Segment Open

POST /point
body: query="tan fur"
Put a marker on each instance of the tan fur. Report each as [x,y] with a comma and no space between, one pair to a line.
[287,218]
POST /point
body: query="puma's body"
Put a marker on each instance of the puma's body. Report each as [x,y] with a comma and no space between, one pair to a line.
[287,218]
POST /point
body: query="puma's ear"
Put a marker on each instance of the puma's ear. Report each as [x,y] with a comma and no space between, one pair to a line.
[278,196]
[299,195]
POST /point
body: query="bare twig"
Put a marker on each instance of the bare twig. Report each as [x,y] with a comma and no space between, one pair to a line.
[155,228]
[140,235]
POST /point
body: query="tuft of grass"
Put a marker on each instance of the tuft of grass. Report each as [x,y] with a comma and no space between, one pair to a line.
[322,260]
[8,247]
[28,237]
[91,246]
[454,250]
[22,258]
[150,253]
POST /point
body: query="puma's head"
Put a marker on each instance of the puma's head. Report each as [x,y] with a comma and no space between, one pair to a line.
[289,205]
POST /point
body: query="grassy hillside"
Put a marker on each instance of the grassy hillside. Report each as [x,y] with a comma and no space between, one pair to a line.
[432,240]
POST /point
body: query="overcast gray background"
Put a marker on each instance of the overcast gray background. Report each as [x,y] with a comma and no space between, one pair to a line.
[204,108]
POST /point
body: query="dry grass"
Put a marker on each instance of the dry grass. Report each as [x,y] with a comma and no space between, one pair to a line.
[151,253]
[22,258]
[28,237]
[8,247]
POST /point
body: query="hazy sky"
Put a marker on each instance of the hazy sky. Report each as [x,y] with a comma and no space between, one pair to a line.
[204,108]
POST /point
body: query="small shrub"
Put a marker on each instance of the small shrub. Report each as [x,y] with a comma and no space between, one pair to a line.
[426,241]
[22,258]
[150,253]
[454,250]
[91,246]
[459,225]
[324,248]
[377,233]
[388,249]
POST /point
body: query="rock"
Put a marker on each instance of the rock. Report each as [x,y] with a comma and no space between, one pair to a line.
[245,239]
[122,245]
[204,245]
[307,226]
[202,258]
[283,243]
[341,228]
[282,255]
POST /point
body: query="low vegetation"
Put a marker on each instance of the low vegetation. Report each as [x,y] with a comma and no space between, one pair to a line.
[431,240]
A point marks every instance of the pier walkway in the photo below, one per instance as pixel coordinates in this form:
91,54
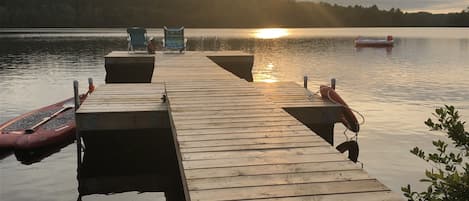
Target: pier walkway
235,141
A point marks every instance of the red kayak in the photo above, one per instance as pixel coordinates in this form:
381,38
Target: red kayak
45,126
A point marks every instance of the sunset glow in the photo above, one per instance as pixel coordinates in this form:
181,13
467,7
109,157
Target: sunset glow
271,33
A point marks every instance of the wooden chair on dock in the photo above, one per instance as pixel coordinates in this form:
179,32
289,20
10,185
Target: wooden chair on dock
174,39
137,38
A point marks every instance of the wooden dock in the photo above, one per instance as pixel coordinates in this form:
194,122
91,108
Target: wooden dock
236,140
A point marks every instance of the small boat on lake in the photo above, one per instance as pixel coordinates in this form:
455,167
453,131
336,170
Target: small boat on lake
370,42
49,125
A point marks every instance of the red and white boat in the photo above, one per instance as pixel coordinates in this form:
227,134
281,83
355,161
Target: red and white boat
45,126
369,42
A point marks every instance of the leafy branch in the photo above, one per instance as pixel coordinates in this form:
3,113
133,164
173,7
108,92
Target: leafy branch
449,178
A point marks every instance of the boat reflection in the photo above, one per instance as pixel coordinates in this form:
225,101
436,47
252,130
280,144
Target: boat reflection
31,156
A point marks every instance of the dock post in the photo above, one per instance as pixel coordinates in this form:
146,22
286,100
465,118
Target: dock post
333,83
305,81
90,85
77,133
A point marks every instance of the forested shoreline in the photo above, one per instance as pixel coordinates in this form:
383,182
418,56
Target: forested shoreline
212,14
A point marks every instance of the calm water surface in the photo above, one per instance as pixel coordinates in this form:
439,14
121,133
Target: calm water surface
395,89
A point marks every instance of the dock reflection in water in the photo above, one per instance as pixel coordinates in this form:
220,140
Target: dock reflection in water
131,160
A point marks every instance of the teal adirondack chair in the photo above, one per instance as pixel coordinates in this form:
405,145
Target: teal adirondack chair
174,39
137,38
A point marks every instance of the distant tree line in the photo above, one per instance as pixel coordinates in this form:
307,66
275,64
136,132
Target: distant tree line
210,13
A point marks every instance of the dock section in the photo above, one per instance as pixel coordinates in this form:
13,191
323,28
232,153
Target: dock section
234,143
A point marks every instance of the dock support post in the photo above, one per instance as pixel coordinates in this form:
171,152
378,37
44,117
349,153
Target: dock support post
77,134
305,81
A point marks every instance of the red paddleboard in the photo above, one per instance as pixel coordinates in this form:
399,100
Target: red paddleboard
347,117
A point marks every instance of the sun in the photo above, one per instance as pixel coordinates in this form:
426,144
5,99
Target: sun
271,33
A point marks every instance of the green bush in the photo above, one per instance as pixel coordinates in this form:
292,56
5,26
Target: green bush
449,177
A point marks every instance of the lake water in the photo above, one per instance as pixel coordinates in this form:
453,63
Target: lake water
395,89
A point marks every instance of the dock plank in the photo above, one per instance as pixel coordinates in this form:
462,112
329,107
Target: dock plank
235,140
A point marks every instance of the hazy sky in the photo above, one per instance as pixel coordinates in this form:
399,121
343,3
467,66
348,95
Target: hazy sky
434,6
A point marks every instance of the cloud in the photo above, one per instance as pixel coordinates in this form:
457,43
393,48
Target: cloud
435,6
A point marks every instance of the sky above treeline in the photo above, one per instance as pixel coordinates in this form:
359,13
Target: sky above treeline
433,6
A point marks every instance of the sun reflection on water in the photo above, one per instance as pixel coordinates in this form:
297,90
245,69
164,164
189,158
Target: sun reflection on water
271,33
266,74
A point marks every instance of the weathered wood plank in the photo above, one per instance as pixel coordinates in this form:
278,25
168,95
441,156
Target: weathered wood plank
271,169
368,196
258,153
258,192
276,179
230,162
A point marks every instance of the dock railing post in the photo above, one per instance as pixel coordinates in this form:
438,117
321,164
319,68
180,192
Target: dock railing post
305,81
333,83
77,134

Segment Closed

▸ YOUR INSTRUCTIONS
Set down all of the entries exactly as they appear, but keep the images out.

▸ RESPONSE TO THIS EXERCISE
POST /point
body: query="tan fur"
Put a marker on each instance of the tan fur. Report each as [x,y] with a comma and no space between, one pair to a line.
[287,218]
POST /point
body: query="puma's body"
Put a marker on each instance of the puma's body. Report each as [x,y] with a comma and no space between, one pair to a line.
[287,218]
POST /point
body: query="puma's ear"
Put a marker on each instance of the puma's ear. Report each as [x,y] with a comma and no space between, one pair to a line.
[278,196]
[299,195]
POST /point
body: query="bare twig"
Put a marker on each instance of the bare twig. Report each as [x,y] with a comma and no space between, one pair to a line.
[155,228]
[140,235]
POST /point
body: query="tuft of grass"
Put a marker on each instance of the tuft of grass. Report each as [x,y] with a comma and no space between, one pair to a line.
[322,260]
[8,247]
[28,237]
[91,246]
[454,250]
[22,258]
[150,253]
POST /point
body: query="puma's head"
Put a marker on each instance of the puma's head. Report each as [x,y] with a comma and no space between, one pair to a line.
[289,205]
POST /point
body: query="grassy hillside"
Put a marker on each instance of the grassy hillside. Report each as [x,y] with a comma and no space between, one pair to a line.
[432,240]
POST /point
body: query="overcast gray background"
Put a marker on each instance of the overcast gray background. Report each as [x,y] with a comma and no space between, one pair to a line.
[204,108]
POST /point
body: query="dry grass"
Put a marker on each instance of the dry grass. Report each as [x,y] with a comma and no space between, one pair to a line.
[151,253]
[22,258]
[28,237]
[8,247]
POST /point
body: query="hazy sky"
Put a marker on each instance of the hazy sky. Report each as [x,y] with a comma and no space between, one pair to a line.
[204,108]
POST /point
body: query="small shrub"
Put a marker on each instance of the small shrub. Report each as [x,y] with a comma and no space between, one pair to a line.
[426,241]
[22,258]
[150,253]
[454,250]
[91,246]
[459,225]
[324,248]
[377,233]
[388,249]
POST /point
body: query="rock"
Put a marker on each instance of the rock. Report each as [x,y] with a comma and no space between, one pair to a line.
[245,239]
[122,245]
[204,245]
[307,226]
[202,258]
[283,243]
[341,228]
[282,255]
POST /point
body: query="low vegetation"
Put a marker on each instance of the low vegetation. Report each as [x,y] with a comma and no space between, one pair to a line.
[431,240]
A point marks every instance of the pier walkway in the photo below, one per instance as pixel coordinates in this form:
91,54
Target: pier walkway
235,141
A point marks every instance of the red kayak in the photo above, one per instance as pixel coordinates in this form:
381,38
Target: red kayak
45,126
A point marks every instance of the sunset glow in the photo above, one per instance as pixel coordinates in this form:
181,13
467,7
109,157
Target: sunset glow
271,33
A point marks every instance of the wooden chair on dock in the photo above, one per instance as pixel coordinates in this form:
179,32
289,20
10,185
Target: wooden chair on dock
174,39
137,38
A point marks every instance of the wooden dock in the photo above, one per instance as pixel coordinates in this form:
194,122
91,108
Target: wooden dock
236,140
A point marks every instance of the small boat on lake in the photo above, one per instance as pixel coordinates in this form:
455,167
453,131
336,170
Target: small boat on lake
370,42
49,125
A point marks every instance of the red and white boat in the photo above, one per instance as pixel coordinates in this form:
227,134
281,83
355,161
Target: red and white boat
45,126
369,42
A point marks every instance of the leafy branch in the photo above, one per instance as pixel coordinates in this form:
3,113
133,164
173,7
108,92
Target: leafy branch
449,178
A point marks every instance of the boat reflection in the photo above, one per instance as pixel coordinates in this form:
225,101
436,47
252,130
280,144
Target: boat reflection
31,156
A point marks every instance of the dock post in the photo above, one per instance as pixel coordinates in this form:
146,22
286,100
465,118
Target: dock post
333,83
305,81
90,85
77,133
A point marks every instance of the forested shoreline in the photo above, one per instance as pixel coordinates in this form:
383,182
418,56
Target: forested shoreline
212,14
A point marks every instance of the calm water surface in the photo above, one per instance as pixel coordinates in this form:
439,14
121,133
Target: calm water surface
395,89
A point marks every instance of the dock reflection in water in the photo above, one per instance as pixel coordinates in this form:
220,140
Target: dock reflection in water
131,160
A point marks every instance of the teal adirondack chair in the photo above, one per instance as pixel coordinates in this form:
405,145
Target: teal adirondack chair
174,39
137,38
A point marks every instance of the distant tree line in the photo above, one per instance as pixel coordinates in this form:
307,66
275,64
136,132
Target: distant tree line
210,13
A point marks every instance of the dock section in the photo above, one per instance as pixel coordinates in this form:
13,191
323,28
232,153
Target: dock section
234,143
A point marks every instance of the dock support post in the photo above, one per instance as pixel coordinates in this form:
171,152
378,37
44,117
349,153
Target: dock support post
77,134
305,81
A point marks every instance of the red paddleboard in the photo above, one per instance as pixel coordinates in this form:
399,100
Target: red paddleboard
347,117
A point marks every instance of the sun in the photo above, one per instance as pixel coordinates in this form:
426,144
5,99
Target: sun
271,33
A point marks every instance of the green bush in the photo above, one per instance as pixel coordinates in this form:
292,56
5,26
Target: green bush
449,177
A point marks every instance of the lake water in the photo above, one per instance as pixel coordinates in this form:
453,63
Target: lake water
395,89
A point marks every instance of the dock plank in the photo above, one per instance as pixel coordinates in this form:
462,112
329,107
Target: dock plank
235,140
A point marks every instance of the hazy sky in the photo above, one per instance as pixel coordinates in this form:
399,121
343,3
467,66
348,95
Target: hazy sky
434,6
A point marks every instance of the cloud in the photo above, one per instance as pixel coordinates in this form:
457,43
393,48
Target: cloud
435,6
A point marks every instance of the sky above treeline in the photo above, one per instance as pixel coordinates in this form:
359,13
Target: sky above treeline
433,6
A point marks every instance of the sun reflection on water in the photo above, one per instance as pixel coordinates in this form:
297,90
245,69
164,164
189,158
Target: sun reflection on water
271,33
266,74
A point marks every instance of the weathered wood plank in the photo above, one per instance as pixel coordinates in this form:
278,25
168,95
441,156
Target: weathered wood plank
271,169
368,196
258,153
258,192
276,179
230,162
A point marks every instance of the dock railing post in the photo above, one per instance as pixel coordinates in this form:
438,117
321,164
319,68
180,192
Target: dock railing post
305,81
333,83
77,134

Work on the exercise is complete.